::: BRANO DEL DOCUMENTO :::

Mary Shelley appare nella maggior parte delle immagini arrivate fino a noi, come una donna sottile con lo sguardo timido ma chiaro e profondo. Studiando la sua biografia quello che mi ha maggiormente colpito è stato vederla bambina, nascosta dietro una delle poltrone di casa ed ascoltare Coleridge declamare La Ballata del Vecchio Marinaio. Ho sentito l’atmosfera cupa e nebbiosa che deve aver avvolto la sua mente che immaginava la maledizione lanciata dall’albatros ucciso dal marinaio e costretto ad attraversare mari e fantasmi alla ricerca della salvezza e del vero sé.
Mary Shelley è cresciuta così, avvolta dai discorsi degli intellettuali che frequentavano spesso la casa del padre William Godwin; lei aveva perso sua madre appena dieci giorni dopo la nascita e anche se la sua infanzia può essere definita felice, questa mancanza l’aveva segnata nel profondo ed emergerà nel carattere ma anche nei suoi componimenti.
Mary Shelley |
Mary assorbe tutta l’atmosfera del romanzo gotico, il genere narrativo nato nella seconda metà del Settecento che unisce elementi oscuri e del terrore ad altri profondamente romantici. L’ambientazione di questi testi è solitamente caratterizzata da luoghi misteriosi, paesaggi maledetti spesso posseduti da antiche profezie. I personaggi che animano le storie sono difficili da definire perché hanno dei comportamenti ambigui, sinistri e sono facili prede di passioni violente o tormentati da profonde ferite amorose.
La scrittrice incarna perfettamente tutto quello che poteva definirsi gotico perché la sua vita è caratterizzata da amori folli che la spingevano a viaggiare o meglio scappare da un paese all’altro dell’Europa. Proprio durante una di queste fughe, Mary si ritroverà insieme al suo amato Persey Shelley, in Villa Diodati con un gruppo di amici alcuni dei quali frequentavano assiduamente Byron e si perdevano spesso in lunghe serate nebbiose e piovose a raccontare storie di fantasmi. Nella stessa villa si discuteva di scienza e dei progressi dell’elettricità e della fisica e durante una di queste sere, Lord Byron propone di scrivere una storia del terrore a ciascuno dei suoi ospiti e Mary Shelley cominciò a comporre il suo Frankestein.
Il testo venne poi pubblicato in forma anonima nel 1818; il romanzo non ebbe un buon riscontro da parte della critica letteraria del tempo ma i lettori si appassionarono molto alla storia del dottore “maledetto” e della sua mostruosa creatura.

:::

* **COMPITO BREVE**
Puoi riscrivere il testo su Mary Shelley a partire dal punto che contiene "Mary Shelley |" fermandoti dopo "profonde ferite amorose.", sostituendo "paesaggi maledetti" con "paesaggi desolati"?

::: DATI FORNITI :::

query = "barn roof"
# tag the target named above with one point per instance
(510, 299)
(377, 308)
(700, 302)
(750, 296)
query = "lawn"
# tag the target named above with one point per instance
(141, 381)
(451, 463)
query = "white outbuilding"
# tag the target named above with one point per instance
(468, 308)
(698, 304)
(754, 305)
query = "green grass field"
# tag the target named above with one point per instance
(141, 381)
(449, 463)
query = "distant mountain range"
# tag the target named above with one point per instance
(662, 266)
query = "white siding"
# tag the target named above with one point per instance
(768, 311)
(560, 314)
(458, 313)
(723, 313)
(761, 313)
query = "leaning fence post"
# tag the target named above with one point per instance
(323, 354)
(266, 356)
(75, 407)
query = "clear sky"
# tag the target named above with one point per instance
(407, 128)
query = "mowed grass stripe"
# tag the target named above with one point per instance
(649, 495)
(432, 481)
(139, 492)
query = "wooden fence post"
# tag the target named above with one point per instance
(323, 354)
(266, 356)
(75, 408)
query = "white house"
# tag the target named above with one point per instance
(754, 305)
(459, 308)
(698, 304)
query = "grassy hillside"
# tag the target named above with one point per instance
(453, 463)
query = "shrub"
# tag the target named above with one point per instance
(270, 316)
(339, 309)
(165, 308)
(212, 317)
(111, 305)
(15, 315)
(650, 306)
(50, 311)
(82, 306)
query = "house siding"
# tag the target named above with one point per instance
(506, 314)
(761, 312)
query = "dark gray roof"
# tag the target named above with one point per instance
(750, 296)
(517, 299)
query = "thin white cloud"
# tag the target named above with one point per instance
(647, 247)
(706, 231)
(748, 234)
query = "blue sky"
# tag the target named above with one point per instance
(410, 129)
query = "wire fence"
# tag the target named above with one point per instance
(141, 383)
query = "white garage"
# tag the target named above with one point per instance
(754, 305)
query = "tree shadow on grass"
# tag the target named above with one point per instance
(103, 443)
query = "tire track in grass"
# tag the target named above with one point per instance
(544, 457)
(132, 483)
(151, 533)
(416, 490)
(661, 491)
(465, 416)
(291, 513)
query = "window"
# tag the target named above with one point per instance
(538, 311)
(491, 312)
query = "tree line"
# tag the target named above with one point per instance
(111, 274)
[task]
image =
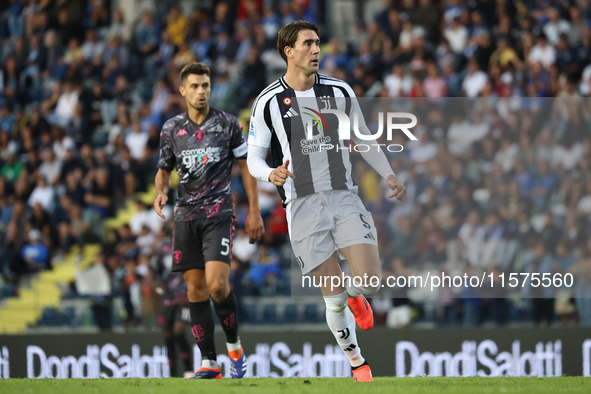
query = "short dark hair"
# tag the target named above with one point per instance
(194, 68)
(288, 35)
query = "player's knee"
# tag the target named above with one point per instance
(373, 285)
(218, 289)
(197, 292)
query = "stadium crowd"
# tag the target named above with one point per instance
(505, 185)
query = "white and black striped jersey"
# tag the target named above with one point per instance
(278, 119)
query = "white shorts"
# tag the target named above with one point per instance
(322, 223)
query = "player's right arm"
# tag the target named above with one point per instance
(166, 164)
(259, 139)
(162, 182)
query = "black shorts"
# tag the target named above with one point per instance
(197, 241)
(171, 314)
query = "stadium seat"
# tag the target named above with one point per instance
(50, 317)
(69, 317)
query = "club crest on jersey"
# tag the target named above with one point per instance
(199, 135)
(177, 256)
(251, 129)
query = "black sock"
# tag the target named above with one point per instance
(171, 350)
(226, 311)
(185, 351)
(202, 326)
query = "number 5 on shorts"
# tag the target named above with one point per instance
(226, 243)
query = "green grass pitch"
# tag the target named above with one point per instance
(300, 385)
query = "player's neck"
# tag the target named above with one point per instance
(198, 116)
(299, 81)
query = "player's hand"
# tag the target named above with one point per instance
(279, 175)
(159, 203)
(398, 189)
(254, 227)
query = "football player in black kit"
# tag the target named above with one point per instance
(174, 310)
(202, 143)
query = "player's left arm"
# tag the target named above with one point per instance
(376, 159)
(254, 222)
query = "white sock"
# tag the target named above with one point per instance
(210, 364)
(341, 322)
(233, 346)
(352, 291)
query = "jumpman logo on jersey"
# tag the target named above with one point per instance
(198, 332)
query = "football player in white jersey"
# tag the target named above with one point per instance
(325, 214)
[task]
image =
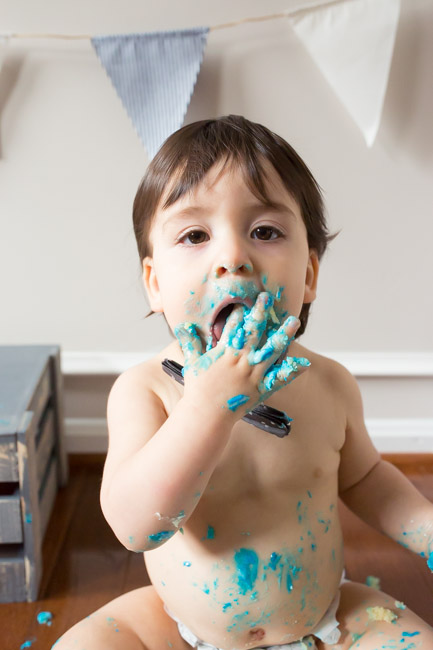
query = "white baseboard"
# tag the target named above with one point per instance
(87, 435)
(360, 364)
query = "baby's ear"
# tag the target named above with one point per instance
(151, 285)
(311, 277)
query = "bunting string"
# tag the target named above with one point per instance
(243, 21)
(154, 73)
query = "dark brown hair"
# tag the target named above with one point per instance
(187, 155)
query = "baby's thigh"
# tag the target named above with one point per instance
(134, 621)
(362, 629)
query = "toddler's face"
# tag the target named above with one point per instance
(220, 245)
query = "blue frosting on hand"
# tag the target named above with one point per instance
(234, 402)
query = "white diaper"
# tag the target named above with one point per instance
(326, 630)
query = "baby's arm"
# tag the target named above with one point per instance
(375, 490)
(157, 466)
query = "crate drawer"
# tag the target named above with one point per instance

:::

* **RISPOSTA AL COMPITO**
Mary Shelley |
Mary assorbe tutta l’atmosfera del romanzo gotico, il genere narrativo nato nella seconda metà del Settecento che unisce elementi oscuri e del terrore ad altri profondamente romantici. L’ambientazione di questi testi è solitamente caratterizzata da luoghi misteriosi, paesaggi desolati spesso posseduti da antiche profezie. I personaggi che animano le storie sono difficili da definire perché hanno dei comportamenti ambigui, sinistri e sono facili prede di passioni violente o tormentati da profonde ferite amorose.